# Given exercise 1
Decide whether each statement agrees with the notebook code, answering yes or no and quoting the deciding words: (a) The grid search uses three-fold cross-validation. (b) The number of windows is set to 10. (c) Each window is split so that 90 percent of it goes to training.
# Given exercise 2
In the notebook code, what value is given as the random state for the XGBoost regressor?
# Given exercise 3
Reproduce the notebook code from "# Prepare feature" up to and including "X_train_all = np.vstack(X_train_all)".

┌─ Page excerpt

In [1]:
import pandas as pd
import numpy as np
import math
from sklearn.model_selection import GridSearchCV
import xgboost as xgb

In [2]:
path = r"C:\Users\yanzh\Desktop\code_and_data\4. Deep learning part\处理数据\2015-2019 total trips.csv"
data = pd.read_csv(path)
data ['date'] = pd.to_datetime(data['date'])
data = data['total_trips']

num_windows = 5
window_size = math.ceil(len(data) // (num_windows - 1.2))
step_size = math.ceil(window_size * 0.7)

windows = []
train_dataset = []
validation_dataset = []
start = 0

while start + step_size <= len(data):
    end = start + window_size
    window_data = data[start:end]
    train_val_split = int(len(window_data) * 0.9)
    train_data = window_data[:train_val_split]
    validation_data = window_data[train_val_split:]

    windows.append(window_data,)
    train_dataset.append(train_data)
    validation_dataset.append(validation_data)

    start += step_size

In [3]:
total_mae_losses = []
total_mape_losses = []
total_rmse_losses = []
total_r2_scores = []

# Hyperparameter tuning using GridSearchCV
param_grid = {
    'n_estimators': [100, 200, 300, 400, 500],
    'max_depth': [3, 6, 9, 12],
    'learning_rate': [0.01, 0.05, 0.1],
    'subsample': [0.7, 0.8, 0.9, 1.0],
    'colsample_bytree': [0.7, 0.8, 0.9, 1.0]
}

best_params = None
best_score = float('inf')

# Prepare feature and target data for grid search
X_train_all = []
y_train_all = []
for train_data in train_dataset:
    X_train_all.append(np.arange(len(train_data)).reshape(-1, 1))
    y_train_all.append(train_data.values)

X_train_all = np.vstack(X_train_all)
y_train_all = np.concatenate(y_train_all)

xgb_model = xgb.XGBRegressor(objective='reg:squarederror', random_state=42)
grid_search = GridSearchCV(estimator=xgb_model, param_grid=param_grid, cv=3, n_jobs=-1, scoring='neg_mean_absolute_error')
grid_search.fit(X_train_all, y_train_all)

└─
┌─ Material

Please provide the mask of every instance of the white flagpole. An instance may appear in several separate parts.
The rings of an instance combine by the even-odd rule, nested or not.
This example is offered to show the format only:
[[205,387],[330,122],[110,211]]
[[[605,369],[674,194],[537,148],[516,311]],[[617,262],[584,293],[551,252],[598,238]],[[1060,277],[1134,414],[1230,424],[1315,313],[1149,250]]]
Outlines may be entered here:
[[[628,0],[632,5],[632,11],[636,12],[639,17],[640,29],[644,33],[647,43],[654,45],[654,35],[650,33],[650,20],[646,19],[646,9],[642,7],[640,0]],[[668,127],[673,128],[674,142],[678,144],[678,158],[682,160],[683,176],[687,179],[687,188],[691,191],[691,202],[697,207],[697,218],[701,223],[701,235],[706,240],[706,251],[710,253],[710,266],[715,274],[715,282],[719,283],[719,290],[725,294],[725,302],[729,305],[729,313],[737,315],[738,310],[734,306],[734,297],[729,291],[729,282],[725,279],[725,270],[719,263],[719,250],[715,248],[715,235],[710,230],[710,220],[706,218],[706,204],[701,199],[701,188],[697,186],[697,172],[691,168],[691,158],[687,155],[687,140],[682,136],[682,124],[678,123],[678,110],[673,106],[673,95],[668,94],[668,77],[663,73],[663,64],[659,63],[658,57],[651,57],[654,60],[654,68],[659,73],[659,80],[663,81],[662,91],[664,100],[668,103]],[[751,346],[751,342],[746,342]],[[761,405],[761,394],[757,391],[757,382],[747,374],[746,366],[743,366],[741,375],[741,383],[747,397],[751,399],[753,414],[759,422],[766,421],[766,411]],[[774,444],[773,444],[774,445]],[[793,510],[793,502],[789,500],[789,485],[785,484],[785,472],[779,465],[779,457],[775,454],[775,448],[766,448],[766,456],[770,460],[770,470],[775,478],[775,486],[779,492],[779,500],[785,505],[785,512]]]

└─

# Reply 1
(a) Yes: "cv=3"
(b) No: "num_windows = 5"
(c) Yes: "train_val_split = int(len(window_data) * 0.9)"

# Reply 2
42

# Reply 3
# Prepare feature and target data for grid search
X_train_all = []
y_train_all = []
for train_data in train_dataset:
    X_train_all.append(np.arange(len(train_data)).reshape(-1, 1))
    y_train_all.append(train_data.values)

X_train_all = np.vstack(X_train_all)